EXERCISE DIRECTIONS: In full and without deviation, write out the entries that follow.

((

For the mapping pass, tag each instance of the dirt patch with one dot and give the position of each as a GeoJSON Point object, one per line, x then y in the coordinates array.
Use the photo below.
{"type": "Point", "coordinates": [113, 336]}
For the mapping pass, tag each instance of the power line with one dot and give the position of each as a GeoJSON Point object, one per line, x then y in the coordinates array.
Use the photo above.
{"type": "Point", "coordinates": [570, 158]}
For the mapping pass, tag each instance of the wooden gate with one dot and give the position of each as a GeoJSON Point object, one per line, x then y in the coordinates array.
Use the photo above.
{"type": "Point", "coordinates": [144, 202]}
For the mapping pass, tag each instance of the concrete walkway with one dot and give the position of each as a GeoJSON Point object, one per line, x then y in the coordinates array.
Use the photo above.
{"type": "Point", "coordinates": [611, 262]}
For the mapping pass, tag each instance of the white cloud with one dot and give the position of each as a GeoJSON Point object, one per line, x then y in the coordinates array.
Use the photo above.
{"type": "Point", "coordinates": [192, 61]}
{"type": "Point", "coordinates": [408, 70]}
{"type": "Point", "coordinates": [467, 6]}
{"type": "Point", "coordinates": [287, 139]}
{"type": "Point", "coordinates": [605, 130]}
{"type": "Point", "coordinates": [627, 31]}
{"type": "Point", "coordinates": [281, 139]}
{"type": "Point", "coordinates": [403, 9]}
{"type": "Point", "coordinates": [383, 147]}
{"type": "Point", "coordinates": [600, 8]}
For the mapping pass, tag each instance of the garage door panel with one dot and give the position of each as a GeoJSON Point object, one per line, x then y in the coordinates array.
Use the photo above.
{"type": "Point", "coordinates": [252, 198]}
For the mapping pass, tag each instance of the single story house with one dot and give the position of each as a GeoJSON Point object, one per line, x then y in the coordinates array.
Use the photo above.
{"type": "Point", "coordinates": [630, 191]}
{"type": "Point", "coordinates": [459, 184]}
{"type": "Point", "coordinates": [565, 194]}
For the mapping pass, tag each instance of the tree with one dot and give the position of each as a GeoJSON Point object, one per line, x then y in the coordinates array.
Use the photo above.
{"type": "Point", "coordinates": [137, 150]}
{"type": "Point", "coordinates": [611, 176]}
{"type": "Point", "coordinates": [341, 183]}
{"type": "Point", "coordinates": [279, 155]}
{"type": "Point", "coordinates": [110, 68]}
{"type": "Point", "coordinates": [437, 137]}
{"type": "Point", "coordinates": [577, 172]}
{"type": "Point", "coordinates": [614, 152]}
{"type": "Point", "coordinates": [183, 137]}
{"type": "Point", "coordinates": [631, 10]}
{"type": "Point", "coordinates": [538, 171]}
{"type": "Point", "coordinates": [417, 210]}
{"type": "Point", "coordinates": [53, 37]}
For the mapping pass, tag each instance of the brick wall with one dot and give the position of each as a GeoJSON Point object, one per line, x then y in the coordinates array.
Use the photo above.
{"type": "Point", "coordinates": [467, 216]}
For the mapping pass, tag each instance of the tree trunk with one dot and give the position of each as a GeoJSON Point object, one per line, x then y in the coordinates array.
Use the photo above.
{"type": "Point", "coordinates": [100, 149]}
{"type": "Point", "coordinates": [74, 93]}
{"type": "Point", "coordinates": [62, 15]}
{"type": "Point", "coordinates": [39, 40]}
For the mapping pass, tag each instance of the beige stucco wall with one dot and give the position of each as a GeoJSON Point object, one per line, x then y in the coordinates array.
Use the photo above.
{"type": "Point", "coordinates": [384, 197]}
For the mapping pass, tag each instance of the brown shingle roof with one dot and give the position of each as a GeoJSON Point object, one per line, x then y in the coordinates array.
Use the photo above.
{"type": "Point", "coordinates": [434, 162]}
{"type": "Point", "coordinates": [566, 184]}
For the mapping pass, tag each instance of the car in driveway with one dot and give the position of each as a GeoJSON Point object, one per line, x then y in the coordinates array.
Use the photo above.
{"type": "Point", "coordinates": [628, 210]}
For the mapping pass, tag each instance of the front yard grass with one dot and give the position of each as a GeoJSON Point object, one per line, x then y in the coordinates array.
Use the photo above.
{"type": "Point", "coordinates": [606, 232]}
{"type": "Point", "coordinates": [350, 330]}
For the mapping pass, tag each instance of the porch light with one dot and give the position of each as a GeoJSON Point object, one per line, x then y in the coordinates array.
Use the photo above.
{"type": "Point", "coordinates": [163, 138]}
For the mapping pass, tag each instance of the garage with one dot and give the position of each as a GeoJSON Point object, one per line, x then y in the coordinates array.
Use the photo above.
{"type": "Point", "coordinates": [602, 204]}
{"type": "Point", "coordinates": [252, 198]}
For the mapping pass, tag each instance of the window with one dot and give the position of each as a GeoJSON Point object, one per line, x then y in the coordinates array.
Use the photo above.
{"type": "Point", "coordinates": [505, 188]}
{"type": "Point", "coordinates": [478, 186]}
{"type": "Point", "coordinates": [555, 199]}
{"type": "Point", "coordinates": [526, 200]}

))

WRITTEN ANSWER:
For the mapping pass, tag each instance of the dirt patch with one dot and give the position of each as a GeoJSON Point object, one per line, x then y in the coordinates array.
Use the photo below.
{"type": "Point", "coordinates": [113, 336]}
For the mapping pass, tag each instance of the power line with one dot and give the position of each as a GeoJSON Point object, one per line, x then y in the coordinates array.
Use the photo above.
{"type": "Point", "coordinates": [570, 158]}
For the mapping pass, tag each instance of the wooden gate with one dot and give the position of each as a GeoJSON Point object, one per line, x then y in the coordinates array.
Use the photo above.
{"type": "Point", "coordinates": [144, 202]}
For the mapping pass, tag each instance of the concrete walkway with one dot and give the position of each as a GeoJSON Point object, one per line, x then y in the coordinates array.
Use the photo above.
{"type": "Point", "coordinates": [611, 262]}
For the mapping pass, tag each instance of the white cloud with one dot and give the position of each as a GeoJSON Point object, one per line, x then y in the coordinates array.
Use the photo above.
{"type": "Point", "coordinates": [192, 61]}
{"type": "Point", "coordinates": [408, 70]}
{"type": "Point", "coordinates": [467, 6]}
{"type": "Point", "coordinates": [287, 139]}
{"type": "Point", "coordinates": [605, 130]}
{"type": "Point", "coordinates": [627, 31]}
{"type": "Point", "coordinates": [281, 139]}
{"type": "Point", "coordinates": [403, 9]}
{"type": "Point", "coordinates": [383, 147]}
{"type": "Point", "coordinates": [600, 8]}
For the mapping pass, tag each instance of the garage door panel with one dot and give the position of each as a GeoJSON Point object, one per line, x then y in the coordinates array.
Use the photo above.
{"type": "Point", "coordinates": [252, 198]}
For the mapping pass, tag each instance of the single story house with one dot and give the position of each as a GeoJSON Point object, one per line, x then y in the coordinates array.
Use the photo above.
{"type": "Point", "coordinates": [630, 191]}
{"type": "Point", "coordinates": [459, 184]}
{"type": "Point", "coordinates": [565, 194]}
For the mapping pass, tag each instance of the tree with one dot and give the position of each as a GeoJSON Point object, one per line, x then y in the coordinates array.
Use the photo above.
{"type": "Point", "coordinates": [137, 150]}
{"type": "Point", "coordinates": [611, 176]}
{"type": "Point", "coordinates": [341, 183]}
{"type": "Point", "coordinates": [279, 155]}
{"type": "Point", "coordinates": [110, 68]}
{"type": "Point", "coordinates": [437, 137]}
{"type": "Point", "coordinates": [577, 172]}
{"type": "Point", "coordinates": [614, 152]}
{"type": "Point", "coordinates": [183, 137]}
{"type": "Point", "coordinates": [631, 10]}
{"type": "Point", "coordinates": [538, 171]}
{"type": "Point", "coordinates": [417, 210]}
{"type": "Point", "coordinates": [53, 37]}
For the mapping pass, tag each instance of the brick wall with one dot and give the position of each as a GeoJSON Point object, one per line, x then y in the coordinates array.
Use the photo above.
{"type": "Point", "coordinates": [467, 216]}
For the mapping pass, tag each instance of the tree trunk with one dot and give the position of each as a GeoJSON Point object, one per line, x then y in the coordinates array.
Use the photo above.
{"type": "Point", "coordinates": [100, 149]}
{"type": "Point", "coordinates": [74, 93]}
{"type": "Point", "coordinates": [62, 15]}
{"type": "Point", "coordinates": [39, 40]}
For the mapping pass, tag each instance of the beige stucco wall with one dot and give the position of each as a GeoJSON Point object, one per line, x then y in the coordinates array.
Use the photo above.
{"type": "Point", "coordinates": [384, 197]}
For the mapping pass, tag each instance of the brown shingle roof with one dot and give the position of each as a GeoJSON Point object, one per line, x then y in the coordinates array.
Use the photo above.
{"type": "Point", "coordinates": [434, 162]}
{"type": "Point", "coordinates": [566, 184]}
For the mapping pass, tag each instance of the car in driveway with one dot and give the position of each as a GeoJSON Point object, one per line, x then y in the coordinates array.
Use the photo above.
{"type": "Point", "coordinates": [628, 210]}
For the mapping pass, tag each instance of the front yard grass with one dot and give the position of each as a GeoJSON Point object, one per line, x then y in the coordinates array.
Use the photo above.
{"type": "Point", "coordinates": [606, 232]}
{"type": "Point", "coordinates": [350, 330]}
For the mapping pass, tag each instance of the porch light with one dot and give the position of each as a GeoJSON Point object, one per line, x then y in the coordinates array.
Use the photo above.
{"type": "Point", "coordinates": [163, 138]}
For the mapping pass, tag each instance of the garage with one dot and give the position of each as a GeoJSON Point object, one per line, x then y in the coordinates array.
Use the photo above.
{"type": "Point", "coordinates": [602, 204]}
{"type": "Point", "coordinates": [252, 198]}
For the mapping pass, tag each instance of the window with one dot and give the position of each as a GeoJSON Point object, one per line, x then y in the coordinates array.
Use the photo above.
{"type": "Point", "coordinates": [505, 188]}
{"type": "Point", "coordinates": [478, 186]}
{"type": "Point", "coordinates": [555, 199]}
{"type": "Point", "coordinates": [526, 200]}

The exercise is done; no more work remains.